### EXCERPT:
================

E. Unfunded Mandates Reform Act of 1995

    The Unfunded Mandates Reform Act of 1995 (2 U.S.C. 1531-1538) 
requires Federal agencies to assess the effects of their discretionary 
regulatory actions. In particular, the Act addresses actions that may 
result in the expenditure by a State, local, or tribal government, in 
the aggregate, or by the private sector of $156 million (which is the 
value equivalent of $100 million in 1995, adjusted for inflation to 
2015 levels) or more in any one year. Though this final rule will not 
result in any such expenditure, the Agency discusses the effects of 
this rule elsewhere in this preamble.

F. Paperwork Reduction Act

    Under the Paperwork Reduction Act of 1995 (PRA) (44 U.S.C. 3501 et 
seq.), Federal agencies must obtain approval from the OMB for each 
collection of information they conduct, sponsor, or require through 
regulations. FMCSA determined that no new information collection 
requirements are associated with this final rule, nor are there any 
revisions to existing, approved collections of information. Therefore, 
the PRA does not apply to this final rule.

================

Location annotation dataset excerpts:

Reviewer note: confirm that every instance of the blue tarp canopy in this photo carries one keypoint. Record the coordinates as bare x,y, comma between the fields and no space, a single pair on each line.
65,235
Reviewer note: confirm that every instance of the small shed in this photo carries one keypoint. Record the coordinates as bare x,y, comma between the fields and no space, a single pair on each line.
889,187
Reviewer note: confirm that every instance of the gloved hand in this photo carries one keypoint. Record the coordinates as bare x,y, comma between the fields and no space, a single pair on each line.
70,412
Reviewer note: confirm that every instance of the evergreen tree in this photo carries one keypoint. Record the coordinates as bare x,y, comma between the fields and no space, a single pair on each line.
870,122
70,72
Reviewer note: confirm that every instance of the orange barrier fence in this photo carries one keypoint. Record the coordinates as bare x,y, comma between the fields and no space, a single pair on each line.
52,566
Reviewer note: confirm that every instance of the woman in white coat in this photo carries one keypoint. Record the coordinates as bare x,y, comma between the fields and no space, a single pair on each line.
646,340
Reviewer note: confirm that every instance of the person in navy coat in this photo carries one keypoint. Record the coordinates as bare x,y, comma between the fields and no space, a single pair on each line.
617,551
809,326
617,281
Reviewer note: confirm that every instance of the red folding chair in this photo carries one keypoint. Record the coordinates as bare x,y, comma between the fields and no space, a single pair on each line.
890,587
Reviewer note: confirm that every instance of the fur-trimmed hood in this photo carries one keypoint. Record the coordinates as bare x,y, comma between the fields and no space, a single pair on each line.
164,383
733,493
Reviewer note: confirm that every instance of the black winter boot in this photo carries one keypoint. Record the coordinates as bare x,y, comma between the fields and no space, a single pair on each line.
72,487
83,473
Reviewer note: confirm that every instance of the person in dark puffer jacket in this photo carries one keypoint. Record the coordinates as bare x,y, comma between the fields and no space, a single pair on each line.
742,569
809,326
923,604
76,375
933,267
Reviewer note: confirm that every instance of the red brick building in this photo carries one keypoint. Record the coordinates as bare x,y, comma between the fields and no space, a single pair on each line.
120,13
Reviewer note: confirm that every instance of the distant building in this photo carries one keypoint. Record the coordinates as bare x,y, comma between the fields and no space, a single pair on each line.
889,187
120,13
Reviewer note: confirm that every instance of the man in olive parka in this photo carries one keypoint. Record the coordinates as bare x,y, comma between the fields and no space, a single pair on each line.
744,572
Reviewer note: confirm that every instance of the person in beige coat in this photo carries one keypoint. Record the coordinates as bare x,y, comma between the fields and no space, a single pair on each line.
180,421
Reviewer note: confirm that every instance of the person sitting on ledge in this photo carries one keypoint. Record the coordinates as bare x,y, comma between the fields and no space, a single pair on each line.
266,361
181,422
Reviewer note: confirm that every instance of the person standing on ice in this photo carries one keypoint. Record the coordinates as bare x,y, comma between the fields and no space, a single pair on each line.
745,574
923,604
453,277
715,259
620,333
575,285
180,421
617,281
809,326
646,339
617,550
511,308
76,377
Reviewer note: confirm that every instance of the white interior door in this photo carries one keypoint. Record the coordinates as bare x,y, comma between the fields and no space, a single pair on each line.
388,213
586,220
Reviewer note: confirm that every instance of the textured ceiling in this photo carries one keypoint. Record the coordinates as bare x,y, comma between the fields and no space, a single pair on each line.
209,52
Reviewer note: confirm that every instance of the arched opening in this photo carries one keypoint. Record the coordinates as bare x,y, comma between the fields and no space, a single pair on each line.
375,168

================

### OBJECTIVE:
Reproduce everything in the regulatory excerpt from "F. Paperwork Reduction" down to "this final rule.".

### TASK OUTPUT:
F. Paperwork Reduction Act

    Under the Paperwork Reduction Act of 1995 (PRA) (44 U.S.C. 3501 et 
seq.), Federal agencies must obtain approval from the OMB for each 
collection of information they conduct, sponsor, or require through 
regulations. FMCSA determined that no new information collection 
requirements are associated with this final rule, nor are there any 
revisions to existing, approved collections of information. Therefore, 
the PRA does not apply to this final rule.